--- WHAT THE TASK REQUIRES ---
Omit the pictures, then write out every entry exactly as it reads.
━━ SUPPLIED DATA
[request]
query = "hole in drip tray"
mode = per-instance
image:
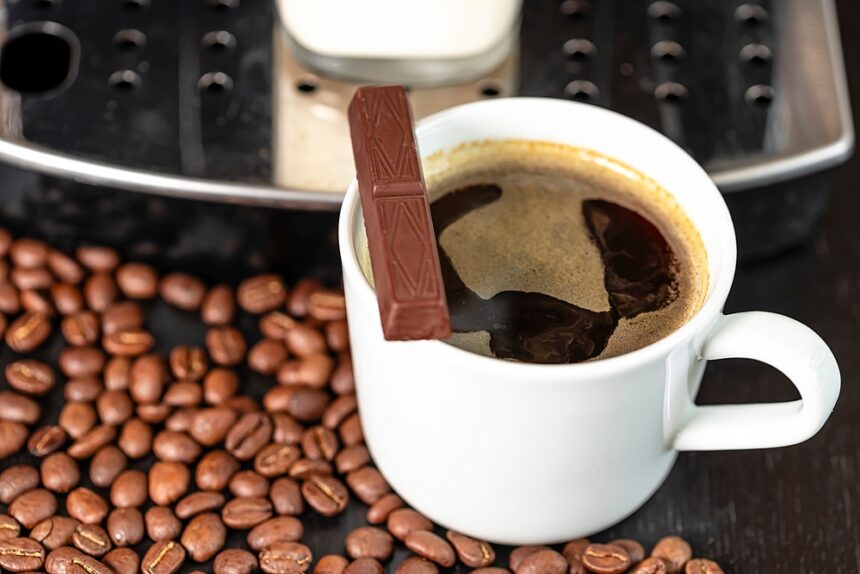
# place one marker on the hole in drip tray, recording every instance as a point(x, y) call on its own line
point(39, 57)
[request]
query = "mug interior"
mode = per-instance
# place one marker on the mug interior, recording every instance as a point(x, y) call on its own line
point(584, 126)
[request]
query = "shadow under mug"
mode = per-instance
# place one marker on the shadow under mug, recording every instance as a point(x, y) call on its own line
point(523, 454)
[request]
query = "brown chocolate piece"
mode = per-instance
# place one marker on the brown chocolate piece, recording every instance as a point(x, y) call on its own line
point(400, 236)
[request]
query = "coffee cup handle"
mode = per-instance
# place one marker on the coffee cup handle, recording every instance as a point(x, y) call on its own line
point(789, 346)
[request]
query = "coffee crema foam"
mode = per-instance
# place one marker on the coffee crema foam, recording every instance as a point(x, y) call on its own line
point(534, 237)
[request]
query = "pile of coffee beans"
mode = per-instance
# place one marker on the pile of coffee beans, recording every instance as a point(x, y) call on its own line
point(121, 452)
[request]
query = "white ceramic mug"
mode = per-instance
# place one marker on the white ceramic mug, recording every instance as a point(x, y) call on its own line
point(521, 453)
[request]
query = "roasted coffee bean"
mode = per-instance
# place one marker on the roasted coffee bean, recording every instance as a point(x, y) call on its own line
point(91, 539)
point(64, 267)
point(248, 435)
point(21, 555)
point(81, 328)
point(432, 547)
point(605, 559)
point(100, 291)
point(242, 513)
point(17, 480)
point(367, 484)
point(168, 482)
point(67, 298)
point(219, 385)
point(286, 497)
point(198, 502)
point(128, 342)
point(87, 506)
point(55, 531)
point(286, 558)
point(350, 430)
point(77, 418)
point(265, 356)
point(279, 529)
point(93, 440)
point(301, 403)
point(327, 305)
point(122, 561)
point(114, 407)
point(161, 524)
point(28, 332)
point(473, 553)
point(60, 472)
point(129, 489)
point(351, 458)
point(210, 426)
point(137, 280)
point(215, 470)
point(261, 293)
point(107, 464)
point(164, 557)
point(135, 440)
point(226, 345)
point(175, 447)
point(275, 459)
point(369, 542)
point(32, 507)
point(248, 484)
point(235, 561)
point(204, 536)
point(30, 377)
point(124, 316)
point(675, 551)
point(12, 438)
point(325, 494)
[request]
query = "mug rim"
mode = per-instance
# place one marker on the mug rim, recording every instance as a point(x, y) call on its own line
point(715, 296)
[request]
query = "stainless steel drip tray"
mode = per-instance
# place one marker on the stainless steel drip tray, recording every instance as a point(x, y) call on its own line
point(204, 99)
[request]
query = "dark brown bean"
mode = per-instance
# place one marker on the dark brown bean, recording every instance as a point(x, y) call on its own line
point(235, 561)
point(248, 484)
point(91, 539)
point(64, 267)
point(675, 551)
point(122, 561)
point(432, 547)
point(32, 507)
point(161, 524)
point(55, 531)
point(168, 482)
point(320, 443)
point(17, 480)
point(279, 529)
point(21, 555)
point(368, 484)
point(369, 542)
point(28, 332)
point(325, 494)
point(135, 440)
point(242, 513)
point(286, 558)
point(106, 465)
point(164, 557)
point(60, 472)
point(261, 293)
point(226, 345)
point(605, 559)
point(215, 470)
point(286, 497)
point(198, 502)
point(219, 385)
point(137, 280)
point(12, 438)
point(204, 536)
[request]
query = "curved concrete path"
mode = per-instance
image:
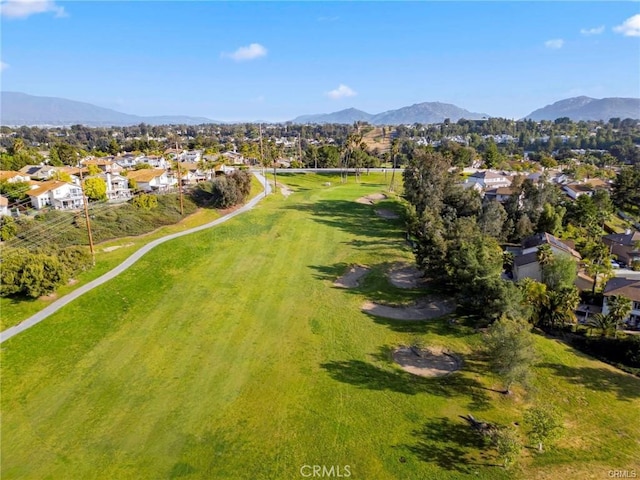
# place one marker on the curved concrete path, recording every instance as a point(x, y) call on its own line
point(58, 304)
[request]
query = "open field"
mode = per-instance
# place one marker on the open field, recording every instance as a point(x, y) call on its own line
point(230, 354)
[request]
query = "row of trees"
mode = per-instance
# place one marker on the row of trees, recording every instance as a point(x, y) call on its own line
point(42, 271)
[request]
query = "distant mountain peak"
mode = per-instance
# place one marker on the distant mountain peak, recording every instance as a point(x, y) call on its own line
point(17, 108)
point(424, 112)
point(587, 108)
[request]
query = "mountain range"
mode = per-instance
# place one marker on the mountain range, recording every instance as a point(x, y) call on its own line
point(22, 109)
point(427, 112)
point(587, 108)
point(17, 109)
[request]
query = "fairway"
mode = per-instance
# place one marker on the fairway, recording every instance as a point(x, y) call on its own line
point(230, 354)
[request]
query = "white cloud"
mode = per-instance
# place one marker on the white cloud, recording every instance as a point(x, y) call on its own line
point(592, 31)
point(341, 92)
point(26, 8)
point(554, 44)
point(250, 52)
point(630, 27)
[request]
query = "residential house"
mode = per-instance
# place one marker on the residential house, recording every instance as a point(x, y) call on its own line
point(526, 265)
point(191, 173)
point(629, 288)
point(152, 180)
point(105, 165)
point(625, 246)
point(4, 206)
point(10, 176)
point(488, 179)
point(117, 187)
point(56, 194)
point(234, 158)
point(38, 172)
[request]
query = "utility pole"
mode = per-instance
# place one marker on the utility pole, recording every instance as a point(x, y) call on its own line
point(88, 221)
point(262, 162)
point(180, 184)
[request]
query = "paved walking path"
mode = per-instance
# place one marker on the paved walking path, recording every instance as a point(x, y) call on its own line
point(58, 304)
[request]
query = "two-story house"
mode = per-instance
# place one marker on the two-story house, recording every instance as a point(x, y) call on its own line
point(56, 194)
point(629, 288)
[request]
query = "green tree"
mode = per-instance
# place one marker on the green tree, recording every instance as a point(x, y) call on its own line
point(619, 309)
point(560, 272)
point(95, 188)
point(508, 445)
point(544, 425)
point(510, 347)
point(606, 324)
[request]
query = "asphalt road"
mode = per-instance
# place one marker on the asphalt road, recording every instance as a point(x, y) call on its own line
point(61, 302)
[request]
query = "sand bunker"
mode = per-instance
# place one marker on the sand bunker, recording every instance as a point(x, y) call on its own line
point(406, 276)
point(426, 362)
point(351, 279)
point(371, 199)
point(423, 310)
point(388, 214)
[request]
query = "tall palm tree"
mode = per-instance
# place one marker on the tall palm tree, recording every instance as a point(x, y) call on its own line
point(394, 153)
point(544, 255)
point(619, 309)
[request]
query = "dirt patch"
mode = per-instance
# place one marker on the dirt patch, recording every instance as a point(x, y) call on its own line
━━━━
--- CORRECT RESPONSE ---
[request]
query = "hole in drip tray"
mode = per-instance
image:
# place one marker on the hole in drip tray, recording every instance as a point(x, y) call on its own line
point(39, 57)
[request]
query = "mug interior"
mode = per-instance
# place one marker on the mug interior, recording every instance as a point(x, y) call on its own line
point(584, 126)
[request]
query = "shadow under mug"
mode = per-instance
# place one marker on the shadow under mug, recording every instance as a point(x, y) call on its own line
point(523, 454)
[request]
query = "brown chocolate piece"
mode = per-instance
# place one marker on the brown chocolate piece, recording every instance as a point(x, y) call on its own line
point(400, 236)
[request]
query = "coffee cup handle"
mode = per-instance
# place one marker on the coffee cup handle, recording every instance as a point(x, y) call on its own line
point(789, 346)
[request]
query = "coffee crema foam"
mode = per-instance
# place one marker on the coffee crema foam, recording every instance as a point(x, y) call on its own line
point(534, 237)
[request]
query = "pile of coffee beans"
mode = per-instance
# place one marker on the pile of coffee beans, recording every instance as a point(x, y) call on its own line
point(121, 452)
[request]
query = "white ceramic mug"
mode = per-instance
# place one marker on the white ceramic mug, recording every instance as a point(x, y) call on its own line
point(521, 453)
[request]
query = "roasted coffee bean"
mode = per-instance
# place one marker on the roasted coffee bean, recording every instance as a point(x, y) call on its own line
point(91, 539)
point(64, 267)
point(248, 435)
point(21, 555)
point(81, 328)
point(432, 547)
point(605, 559)
point(100, 291)
point(242, 513)
point(17, 480)
point(367, 484)
point(168, 482)
point(67, 298)
point(219, 385)
point(286, 497)
point(198, 502)
point(128, 342)
point(87, 506)
point(55, 531)
point(286, 558)
point(350, 430)
point(77, 418)
point(265, 356)
point(279, 529)
point(93, 440)
point(301, 403)
point(327, 305)
point(122, 561)
point(114, 407)
point(161, 524)
point(28, 332)
point(473, 553)
point(60, 472)
point(129, 489)
point(351, 458)
point(210, 426)
point(137, 280)
point(215, 470)
point(261, 293)
point(107, 464)
point(164, 557)
point(135, 440)
point(226, 345)
point(175, 447)
point(275, 459)
point(369, 542)
point(32, 507)
point(248, 484)
point(235, 561)
point(204, 536)
point(30, 377)
point(124, 316)
point(675, 551)
point(12, 438)
point(325, 494)
[request]
query = "mug rim"
mode = per-instance
# place one marker on the mug rim, recording every instance as a point(x, y) call on its own line
point(715, 296)
[request]
query = "stainless steel drip tray"
mode = per-instance
# place one marker on the stainless steel drip tray, recording every instance as a point(x, y) call on its own line
point(204, 99)
[request]
query = "dark brown bean"
mode = per-instance
# place one marker on the dark brown bean, recording every instance as a point(x, y) call on its own line
point(235, 561)
point(248, 484)
point(91, 539)
point(64, 267)
point(675, 551)
point(122, 561)
point(432, 547)
point(32, 507)
point(161, 524)
point(55, 531)
point(168, 482)
point(320, 443)
point(17, 480)
point(279, 529)
point(21, 555)
point(368, 484)
point(369, 542)
point(28, 332)
point(325, 494)
point(135, 440)
point(242, 513)
point(286, 558)
point(106, 465)
point(164, 557)
point(60, 472)
point(261, 293)
point(226, 345)
point(605, 559)
point(215, 470)
point(286, 497)
point(198, 502)
point(219, 385)
point(137, 280)
point(12, 438)
point(204, 536)
[request]
query = "curved concrete path"
mode = per-instance
image:
# place one marker on the curved concrete path, recording every instance as a point(x, y) call on its own line
point(58, 304)
[request]
query = "open field"
mode = per-instance
# place one marker on the open field, recording every instance as a point(x, y) call on its own line
point(230, 354)
[request]
query = "row of trees"
mode = per-instance
# place one marker on the row of trees, recording every instance as a point(x, y) call on its own line
point(42, 271)
[request]
query = "distant mountain peak"
mode = per-instance
# place one marker on the distant mountain peak, recording every instance as a point(x, y) call on its own line
point(17, 108)
point(424, 112)
point(587, 108)
[request]
query = "mountain range"
mode = per-instance
# place one marker on the mountain range, recording every instance as a point(x, y) call on its own line
point(22, 109)
point(427, 112)
point(587, 108)
point(17, 109)
[request]
query = "fairway"
mode = per-instance
# place one marker on the fairway, recording every instance as a point(x, y) call on its own line
point(230, 354)
[request]
query = "white cloud"
mode = per-instance
# place one marker on the white cloud, recording every instance as a point(x, y) call on its own line
point(592, 31)
point(341, 92)
point(26, 8)
point(554, 44)
point(250, 52)
point(630, 27)
[request]
query = "residential house"
mode = per-instance
# place one marker on the residential house, recording every instance as a point(x, y) call on its own line
point(526, 265)
point(191, 173)
point(629, 288)
point(152, 180)
point(105, 165)
point(625, 246)
point(4, 206)
point(10, 176)
point(488, 179)
point(117, 187)
point(56, 194)
point(234, 158)
point(38, 172)
[request]
query = "utility pole"
mode = per-instance
# place one marker on the utility pole, recording every instance as a point(x, y) call on its own line
point(88, 221)
point(262, 162)
point(180, 184)
[request]
query = "paved walking path"
mode = per-instance
# place one marker on the paved walking path, recording every instance as a point(x, y) call on its own line
point(58, 304)
[request]
query = "two-story house"
mode = per-instance
# place one marker on the two-story house, recording every instance as a point(x, y) call on its own line
point(56, 194)
point(629, 288)
[request]
query = "green tree"
mode = per-instance
# place one marker on the green tree, recording every instance as a point(x, y) call on its own line
point(619, 309)
point(560, 272)
point(95, 188)
point(508, 445)
point(544, 425)
point(510, 347)
point(606, 324)
[request]
query = "asphalt road"
mode = per-instance
# place one marker on the asphalt road, recording every instance as a point(x, y) call on its own line
point(61, 302)
[request]
query = "sand bunker"
mode = per-instance
# place one marker on the sand bunker, recording every instance as a point(x, y) call on its own line
point(406, 276)
point(426, 362)
point(351, 279)
point(371, 199)
point(423, 310)
point(388, 214)
[request]
query = "tall palm tree"
mode = per-instance
# place one marker on the tall palm tree, recording every instance as a point(x, y) call on its own line
point(394, 153)
point(544, 255)
point(619, 309)
[request]
query = "dirt patch"
mode = per-instance
# place one marker on the dirt patch, recording every instance as a point(x, y) call on its own line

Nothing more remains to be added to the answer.